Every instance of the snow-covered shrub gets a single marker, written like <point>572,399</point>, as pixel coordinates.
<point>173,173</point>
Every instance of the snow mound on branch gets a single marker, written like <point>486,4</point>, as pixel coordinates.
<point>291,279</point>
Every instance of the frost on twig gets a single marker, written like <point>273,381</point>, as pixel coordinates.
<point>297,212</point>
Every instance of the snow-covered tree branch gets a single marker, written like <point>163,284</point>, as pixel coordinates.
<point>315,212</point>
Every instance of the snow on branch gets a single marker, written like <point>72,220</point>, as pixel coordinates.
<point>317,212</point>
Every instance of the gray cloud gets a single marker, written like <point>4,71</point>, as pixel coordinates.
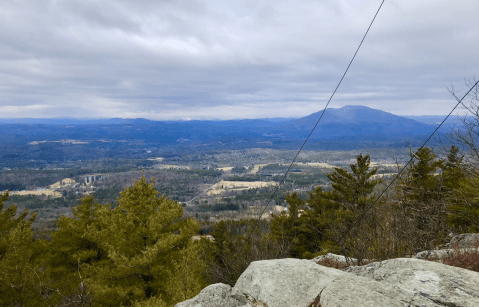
<point>231,59</point>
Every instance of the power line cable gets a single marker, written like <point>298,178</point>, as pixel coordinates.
<point>304,143</point>
<point>397,176</point>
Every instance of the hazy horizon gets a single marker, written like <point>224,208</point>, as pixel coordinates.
<point>201,59</point>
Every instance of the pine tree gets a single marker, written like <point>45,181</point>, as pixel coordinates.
<point>21,278</point>
<point>422,201</point>
<point>461,194</point>
<point>313,226</point>
<point>354,189</point>
<point>143,237</point>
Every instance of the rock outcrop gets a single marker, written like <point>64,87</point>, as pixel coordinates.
<point>465,240</point>
<point>394,282</point>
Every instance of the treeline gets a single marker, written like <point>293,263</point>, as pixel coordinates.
<point>142,252</point>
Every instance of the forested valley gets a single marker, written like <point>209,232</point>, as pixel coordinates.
<point>146,249</point>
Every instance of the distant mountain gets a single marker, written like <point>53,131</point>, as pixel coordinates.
<point>346,128</point>
<point>356,121</point>
<point>435,120</point>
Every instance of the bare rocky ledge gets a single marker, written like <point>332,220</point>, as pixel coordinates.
<point>404,282</point>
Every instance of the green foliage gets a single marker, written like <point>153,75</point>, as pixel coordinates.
<point>142,237</point>
<point>422,202</point>
<point>21,279</point>
<point>232,250</point>
<point>461,193</point>
<point>354,189</point>
<point>314,225</point>
<point>239,170</point>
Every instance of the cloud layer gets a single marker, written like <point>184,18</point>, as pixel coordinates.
<point>205,59</point>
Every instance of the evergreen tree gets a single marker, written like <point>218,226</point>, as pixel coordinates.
<point>313,226</point>
<point>461,193</point>
<point>21,278</point>
<point>72,247</point>
<point>144,236</point>
<point>354,189</point>
<point>422,201</point>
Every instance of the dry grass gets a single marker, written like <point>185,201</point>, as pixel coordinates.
<point>223,186</point>
<point>466,258</point>
<point>52,193</point>
<point>330,263</point>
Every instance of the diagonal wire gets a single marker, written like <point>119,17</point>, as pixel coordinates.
<point>397,176</point>
<point>299,151</point>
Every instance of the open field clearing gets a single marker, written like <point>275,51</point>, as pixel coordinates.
<point>383,175</point>
<point>257,167</point>
<point>225,169</point>
<point>62,183</point>
<point>317,164</point>
<point>52,193</point>
<point>223,186</point>
<point>170,166</point>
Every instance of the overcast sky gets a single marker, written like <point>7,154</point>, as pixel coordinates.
<point>204,59</point>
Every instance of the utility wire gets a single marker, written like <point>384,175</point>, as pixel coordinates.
<point>397,176</point>
<point>299,151</point>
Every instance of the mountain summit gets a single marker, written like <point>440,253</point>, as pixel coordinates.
<point>354,121</point>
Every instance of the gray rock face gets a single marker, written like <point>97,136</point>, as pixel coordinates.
<point>465,240</point>
<point>434,254</point>
<point>302,283</point>
<point>337,258</point>
<point>294,282</point>
<point>217,295</point>
<point>440,284</point>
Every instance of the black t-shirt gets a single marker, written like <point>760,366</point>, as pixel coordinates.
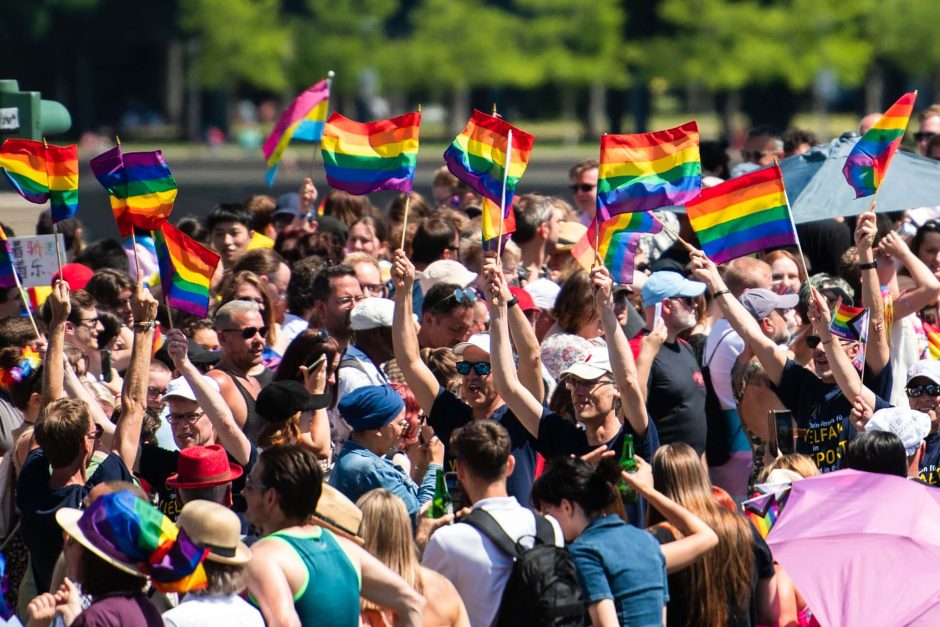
<point>157,464</point>
<point>822,412</point>
<point>559,437</point>
<point>929,471</point>
<point>38,503</point>
<point>676,400</point>
<point>450,413</point>
<point>681,595</point>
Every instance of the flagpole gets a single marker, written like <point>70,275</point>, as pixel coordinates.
<point>502,203</point>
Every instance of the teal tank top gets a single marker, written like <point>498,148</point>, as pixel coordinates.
<point>330,595</point>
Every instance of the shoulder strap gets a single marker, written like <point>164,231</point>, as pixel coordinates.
<point>484,522</point>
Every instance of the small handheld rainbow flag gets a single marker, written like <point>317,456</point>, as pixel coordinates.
<point>850,323</point>
<point>361,158</point>
<point>616,243</point>
<point>140,185</point>
<point>745,215</point>
<point>648,170</point>
<point>41,172</point>
<point>867,163</point>
<point>186,269</point>
<point>303,120</point>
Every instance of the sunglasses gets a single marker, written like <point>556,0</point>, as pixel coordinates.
<point>482,368</point>
<point>916,391</point>
<point>249,332</point>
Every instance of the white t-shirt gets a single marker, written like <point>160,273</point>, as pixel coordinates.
<point>213,611</point>
<point>476,567</point>
<point>720,358</point>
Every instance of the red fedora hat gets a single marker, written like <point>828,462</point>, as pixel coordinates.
<point>203,467</point>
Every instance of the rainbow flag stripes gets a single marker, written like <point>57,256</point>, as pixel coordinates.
<point>648,170</point>
<point>41,172</point>
<point>186,269</point>
<point>745,215</point>
<point>850,323</point>
<point>616,245</point>
<point>866,165</point>
<point>302,120</point>
<point>365,157</point>
<point>140,185</point>
<point>478,156</point>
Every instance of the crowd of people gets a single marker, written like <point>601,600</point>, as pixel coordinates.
<point>289,460</point>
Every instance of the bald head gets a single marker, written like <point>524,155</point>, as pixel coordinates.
<point>747,273</point>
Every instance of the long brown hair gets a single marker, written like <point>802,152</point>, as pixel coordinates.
<point>720,582</point>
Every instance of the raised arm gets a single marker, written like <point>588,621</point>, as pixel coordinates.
<point>632,396</point>
<point>877,352</point>
<point>843,370</point>
<point>772,357</point>
<point>53,371</point>
<point>418,376</point>
<point>126,439</point>
<point>926,287</point>
<point>230,435</point>
<point>522,403</point>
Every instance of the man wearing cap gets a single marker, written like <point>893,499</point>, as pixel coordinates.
<point>199,417</point>
<point>536,234</point>
<point>217,529</point>
<point>923,394</point>
<point>376,415</point>
<point>819,401</point>
<point>676,388</point>
<point>480,399</point>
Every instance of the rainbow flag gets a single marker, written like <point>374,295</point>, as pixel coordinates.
<point>866,165</point>
<point>617,241</point>
<point>41,172</point>
<point>186,269</point>
<point>745,215</point>
<point>302,120</point>
<point>7,270</point>
<point>648,170</point>
<point>850,323</point>
<point>140,185</point>
<point>361,158</point>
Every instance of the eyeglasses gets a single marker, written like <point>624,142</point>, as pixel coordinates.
<point>582,187</point>
<point>580,384</point>
<point>249,332</point>
<point>916,391</point>
<point>482,368</point>
<point>191,417</point>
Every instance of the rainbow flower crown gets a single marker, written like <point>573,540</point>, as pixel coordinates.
<point>26,366</point>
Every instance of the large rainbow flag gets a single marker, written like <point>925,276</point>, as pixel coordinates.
<point>867,163</point>
<point>648,170</point>
<point>364,157</point>
<point>303,120</point>
<point>41,172</point>
<point>140,185</point>
<point>186,269</point>
<point>478,158</point>
<point>745,215</point>
<point>617,240</point>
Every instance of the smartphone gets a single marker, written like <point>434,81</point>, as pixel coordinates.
<point>457,496</point>
<point>781,431</point>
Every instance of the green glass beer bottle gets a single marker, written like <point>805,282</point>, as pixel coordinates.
<point>628,464</point>
<point>441,504</point>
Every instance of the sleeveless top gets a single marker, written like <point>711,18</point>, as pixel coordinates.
<point>330,595</point>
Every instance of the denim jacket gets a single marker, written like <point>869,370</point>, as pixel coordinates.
<point>358,470</point>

** What needs to be done **
Reproduce every entry word for word, but skip any pictures.

** Written answer **
Every instance of the snow-covered shrub gets a single marker, written like <point>572,399</point>, as pixel coordinates.
<point>173,173</point>
Every instance of the snow mound on branch gets a single marker, written like <point>486,4</point>, as pixel coordinates.
<point>291,279</point>
Every instance of the frost on twig gets a single marker, written like <point>273,381</point>, as pixel coordinates.
<point>297,212</point>
Every instance of the snow-covered tree branch gets a single marker, written like <point>163,284</point>, as pixel coordinates.
<point>315,212</point>
Every instance of the snow on branch gets a single marker, written like <point>72,220</point>, as pixel coordinates.
<point>317,212</point>
Every instance of the gray cloud gets a single marker, written like <point>4,71</point>, as pixel coordinates.
<point>231,59</point>
Every instance of the power line cable gets a single marker, written like <point>298,178</point>, as pixel coordinates.
<point>304,143</point>
<point>397,176</point>
Every instance of the hazy horizon gets a single marker, written like <point>224,208</point>, as pixel coordinates.
<point>201,59</point>
Every instance of the pine tree gets a single marker, written like <point>45,181</point>, as pixel coordinates.
<point>21,278</point>
<point>422,201</point>
<point>461,194</point>
<point>313,226</point>
<point>354,189</point>
<point>143,237</point>
Every instance of the rock outcrop gets a single marker, written like <point>64,87</point>, as pixel coordinates.
<point>465,240</point>
<point>394,282</point>
Every instance of the treeline gets a single marker, written like <point>293,263</point>, as pixel coordinates.
<point>142,252</point>
Every instance of the forested valley gets a single marker, written like <point>209,232</point>, as pixel coordinates.
<point>146,249</point>
Every instance of the distant mountain gets a single marker, written like <point>53,131</point>, as pixel coordinates.
<point>346,128</point>
<point>356,121</point>
<point>435,120</point>
Every instance of the bare rocky ledge gets a single marker, written like <point>332,220</point>, as pixel coordinates.
<point>404,282</point>
Every instance of the green foliage gets a single marker, written like <point>153,75</point>, as pixel coordinates.
<point>142,237</point>
<point>422,202</point>
<point>21,279</point>
<point>232,250</point>
<point>461,193</point>
<point>354,189</point>
<point>314,225</point>
<point>239,170</point>
Every instance of the cloud layer gets a single marker, written like <point>184,18</point>, as pixel coordinates.
<point>205,59</point>
Every instance of the evergreen tree gets a single marker, written like <point>218,226</point>, as pixel coordinates.
<point>313,226</point>
<point>461,193</point>
<point>21,278</point>
<point>72,247</point>
<point>144,236</point>
<point>354,189</point>
<point>422,201</point>
Every instance of the dry grass gets a single marker, written like <point>185,201</point>, as pixel coordinates.
<point>223,186</point>
<point>466,258</point>
<point>52,193</point>
<point>330,263</point>
Every instance of the diagonal wire gets a single marker, written like <point>119,17</point>, as pixel coordinates.
<point>397,176</point>
<point>299,151</point>
Every instance of the open field clearing gets a single marker, written like <point>275,51</point>, as pixel coordinates.
<point>383,175</point>
<point>257,167</point>
<point>225,169</point>
<point>62,183</point>
<point>317,164</point>
<point>52,193</point>
<point>223,186</point>
<point>170,166</point>
Every instance of the overcast sky gets a single marker, written like <point>7,154</point>, as pixel coordinates.
<point>204,59</point>
Every instance of the utility wire gets a single marker, written like <point>384,175</point>, as pixel coordinates.
<point>397,176</point>
<point>299,151</point>
Every instance of the mountain summit gets a single marker, written like <point>440,253</point>, as pixel coordinates.
<point>354,121</point>
Every instance of the gray rock face gets a single marker, written like <point>97,136</point>, as pixel coordinates.
<point>465,240</point>
<point>434,254</point>
<point>302,283</point>
<point>337,258</point>
<point>294,282</point>
<point>217,295</point>
<point>440,284</point>
Every instance of the black t-shirt gets a single marker, written like <point>760,366</point>, as pixel coordinates.
<point>157,464</point>
<point>822,412</point>
<point>559,437</point>
<point>929,471</point>
<point>38,503</point>
<point>676,400</point>
<point>450,413</point>
<point>681,595</point>
Every instance of the flagpole gets a single marker, written like <point>70,275</point>, as pixel coordinates.
<point>502,203</point>
Every instance of the teal tank top gets a single marker, written like <point>498,148</point>, as pixel coordinates.
<point>330,595</point>
Every instance of the shoulder strap gets a single marker, written like <point>164,231</point>, as pixel coordinates.
<point>484,522</point>
Every instance of the small handheld rainbow flag gets a single marker, written like <point>317,456</point>, as pixel coordinates.
<point>850,323</point>
<point>361,158</point>
<point>616,243</point>
<point>140,185</point>
<point>745,215</point>
<point>648,170</point>
<point>41,172</point>
<point>867,163</point>
<point>186,269</point>
<point>303,120</point>
Every instance of the sunglasses gets a single marker, written like <point>556,0</point>, as pixel coordinates.
<point>482,368</point>
<point>916,391</point>
<point>249,332</point>
Every instance of the white t-shirt gets a single marker, written like <point>160,273</point>, as pixel coordinates.
<point>213,611</point>
<point>476,567</point>
<point>720,358</point>
Every instance of the red fedora hat gets a single marker, written like <point>828,462</point>, as pixel coordinates.
<point>203,467</point>
Every instance of the rainbow flag stripes gets a single marker, written like <point>57,256</point>, as pixel coordinates.
<point>648,170</point>
<point>41,172</point>
<point>186,269</point>
<point>745,215</point>
<point>850,323</point>
<point>616,245</point>
<point>866,165</point>
<point>302,120</point>
<point>365,157</point>
<point>140,185</point>
<point>478,156</point>
Every instance of the crowd of people gets a single marker, written like <point>601,600</point>, as pixel coordinates.
<point>289,460</point>
Every instance of the bald head gets a single marker, written like <point>524,155</point>, as pixel coordinates.
<point>747,273</point>
Every instance of the long brown hair gets a single marker, written like <point>802,152</point>, as pixel coordinates.
<point>720,582</point>
Every instance of the raised arm gets a single marker, written like <point>588,621</point>, as pixel coordinates.
<point>632,396</point>
<point>877,352</point>
<point>843,370</point>
<point>772,357</point>
<point>53,371</point>
<point>418,376</point>
<point>126,439</point>
<point>926,287</point>
<point>230,435</point>
<point>522,403</point>
Every instance of the man wearing cap gets a single marker, written like <point>893,499</point>, as pixel coordinates.
<point>199,417</point>
<point>536,234</point>
<point>217,529</point>
<point>923,394</point>
<point>376,415</point>
<point>819,401</point>
<point>676,388</point>
<point>480,399</point>
Every instance of the rainbow flag gets a single marker, written like <point>374,295</point>, as pixel coordinates.
<point>866,165</point>
<point>617,241</point>
<point>41,172</point>
<point>186,269</point>
<point>745,215</point>
<point>302,120</point>
<point>7,270</point>
<point>648,170</point>
<point>850,323</point>
<point>140,185</point>
<point>361,158</point>
Every instance of the eyeglasses gets a single marker, written like <point>624,142</point>, as pixel coordinates.
<point>582,187</point>
<point>580,384</point>
<point>249,332</point>
<point>916,391</point>
<point>482,368</point>
<point>191,417</point>
Every instance of the rainbow flower crown gets a single marker, written like <point>573,540</point>, as pixel coordinates.
<point>26,366</point>
Every instance of the large rainbow flag gets a single marker, written like <point>925,276</point>, as pixel coordinates.
<point>867,163</point>
<point>648,170</point>
<point>364,157</point>
<point>303,120</point>
<point>41,172</point>
<point>140,185</point>
<point>186,269</point>
<point>478,158</point>
<point>745,215</point>
<point>617,240</point>
Every instance of the smartphone gets a single marker, written like <point>434,81</point>, as pixel coordinates.
<point>457,496</point>
<point>781,431</point>
Every instance of the green glass beer bottle gets a single marker, written like <point>805,282</point>, as pixel coordinates.
<point>628,464</point>
<point>441,504</point>
Every instance of the sleeveless top gets a single marker, written like <point>711,18</point>, as pixel coordinates.
<point>330,595</point>
Every instance of the denim jacket gets a single marker, written like <point>869,370</point>, as pixel coordinates.
<point>358,470</point>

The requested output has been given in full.